§ **DOCUMENT EXTRACT**
Provided that no contract or arrangement, in the case of a company having a paid-up share capital of not less than such amount, or transactions not exceeding such sums, as may be prescribed, shall be entered into except with the prior approval of the company by a resolution;

Provided further that no member of the company shall vote on such resolution, to approve any contract or arrangement which may be entered into by the company, if such member is a related party.

Provided also that nothing contained in the second proviso shall apply to a company in which ninety per cent. or more members, in number, are relatives of promoters or are related parties:

Provided also that nothing in this sub-section shall apply to any transactions entered into by the company in its ordinary course of business other than transactions which are not on an arm’s length basis.

§ **SUPPLIED MATERIAL**
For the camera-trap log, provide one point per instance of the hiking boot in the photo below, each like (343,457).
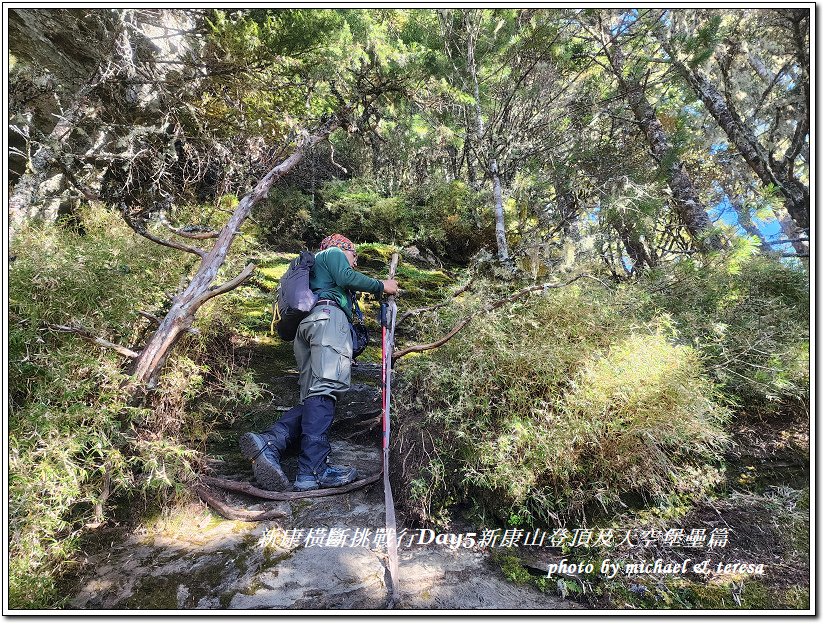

§ **YOUR GOAL**
In the text on company contracts and related parties, list the opening phrase of each proviso, in the order they appear. Rely only on the text, not on the data.

§ **WRITTEN SOLUTION**
1. "Provided that"
2. "Provided further that"
3. "Provided also that"
4. "Provided also that"